• Try it
Print the listing once more, exactly as written.

• Data shown
•••••
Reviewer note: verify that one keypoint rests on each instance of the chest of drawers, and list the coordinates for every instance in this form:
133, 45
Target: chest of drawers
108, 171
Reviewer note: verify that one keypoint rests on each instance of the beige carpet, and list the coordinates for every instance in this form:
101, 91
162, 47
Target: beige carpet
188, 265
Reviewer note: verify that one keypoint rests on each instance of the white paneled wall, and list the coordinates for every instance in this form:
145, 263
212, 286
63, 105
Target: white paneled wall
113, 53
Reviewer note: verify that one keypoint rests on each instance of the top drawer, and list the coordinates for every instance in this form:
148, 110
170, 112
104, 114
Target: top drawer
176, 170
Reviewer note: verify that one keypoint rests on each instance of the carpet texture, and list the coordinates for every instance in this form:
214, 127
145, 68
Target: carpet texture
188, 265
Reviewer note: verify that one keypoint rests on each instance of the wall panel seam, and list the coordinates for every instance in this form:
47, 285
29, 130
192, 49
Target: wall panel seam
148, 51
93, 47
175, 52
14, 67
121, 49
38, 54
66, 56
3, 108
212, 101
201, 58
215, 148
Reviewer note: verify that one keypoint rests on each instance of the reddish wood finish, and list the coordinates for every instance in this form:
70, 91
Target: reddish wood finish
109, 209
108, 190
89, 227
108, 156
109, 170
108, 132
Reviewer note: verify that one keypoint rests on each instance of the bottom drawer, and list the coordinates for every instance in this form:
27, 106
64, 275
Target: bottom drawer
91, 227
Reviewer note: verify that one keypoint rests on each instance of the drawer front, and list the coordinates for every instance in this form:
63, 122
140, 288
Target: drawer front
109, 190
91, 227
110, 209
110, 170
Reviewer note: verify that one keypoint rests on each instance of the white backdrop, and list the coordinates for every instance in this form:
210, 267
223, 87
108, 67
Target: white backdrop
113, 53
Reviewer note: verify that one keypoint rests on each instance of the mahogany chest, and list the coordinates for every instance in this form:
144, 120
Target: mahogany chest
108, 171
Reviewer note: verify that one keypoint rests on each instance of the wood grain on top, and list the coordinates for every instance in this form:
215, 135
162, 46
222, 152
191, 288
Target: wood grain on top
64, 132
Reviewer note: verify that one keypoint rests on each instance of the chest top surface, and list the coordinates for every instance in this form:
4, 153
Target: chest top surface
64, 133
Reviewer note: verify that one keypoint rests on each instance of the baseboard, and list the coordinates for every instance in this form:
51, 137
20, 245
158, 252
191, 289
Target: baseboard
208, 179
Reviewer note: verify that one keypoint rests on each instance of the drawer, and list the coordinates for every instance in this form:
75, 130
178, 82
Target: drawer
•••••
• Task output
Reviewer note: verify that one keypoint rests on each instance of the chest of drawers, and list the coordinates for every instance in this form:
133, 45
Target: chest of drawers
108, 171
Reviewer note: verify that one keypoint rests on each instance of the beige carpet, and list the coordinates for every instance in this form:
101, 91
162, 47
Target: beige carpet
188, 265
Reviewer note: verify that one keypoint rests on each instance of the white paneled wall, and list the coordinates for every instance in this form:
145, 263
212, 286
63, 105
Target: white paneled wall
113, 53
Reviewer note: verify that one keypoint rests on each instance of the top drawer, and list the coordinates for every instance in this form:
148, 110
170, 112
104, 114
Target: top drawer
176, 170
Reviewer note: verify that one keypoint rests on each instance of the carpet texture, and list the coordinates for every instance in this form:
214, 127
145, 68
Target: carpet texture
188, 265
Reviewer note: verify that one keypoint rests on each instance of the wall panel seam, and list the coordinates for every instance in this form:
47, 285
29, 130
192, 49
Target: wall panel seam
148, 51
93, 47
175, 52
14, 67
121, 49
38, 54
66, 56
3, 108
212, 101
201, 58
215, 148
Reviewer note: verify that one keypoint rests on each instance of the reddish wood finish, and list the coordinates for every instance in this form:
70, 91
Target: reddish wood finish
109, 209
108, 190
89, 227
108, 156
109, 170
108, 132
Reviewer note: verify that one keypoint rests on each instance of the bottom drawer, and list the coordinates for every instance in this form:
27, 106
64, 275
Target: bottom drawer
91, 227
Reviewer note: verify that one keypoint rests on each instance of the drawer front, and list the coordinates for every instance in this form:
63, 122
140, 288
Target: drawer front
109, 190
91, 227
110, 209
110, 170
Reviewer note: verify that one keypoint rests on each instance of the white backdrop, and list the coordinates for every instance in this form:
210, 267
223, 87
108, 67
Target: white backdrop
113, 53
Reviewer note: verify that one keypoint rests on each instance of the mahogany chest, and list the coordinates for every instance in this form:
144, 120
Target: mahogany chest
108, 171
Reviewer note: verify that one keypoint rests on each instance of the wood grain on top, and list the coordinates for every instance in this form:
215, 135
162, 46
222, 152
191, 288
Target: wood grain on top
64, 132
Reviewer note: verify that one keypoint rests on each instance of the chest top surface, and list the coordinates for every instance in this form:
4, 153
Target: chest top surface
64, 133
Reviewer note: verify that one keypoint rests on each instance of the baseboard, and list the coordinates for every instance in this form:
51, 137
20, 245
158, 252
191, 289
Target: baseboard
208, 179
Reviewer note: verify that one keypoint rests on each instance of the drawer, and list the coordinates for every instance in this form:
75, 130
178, 82
Target: drawer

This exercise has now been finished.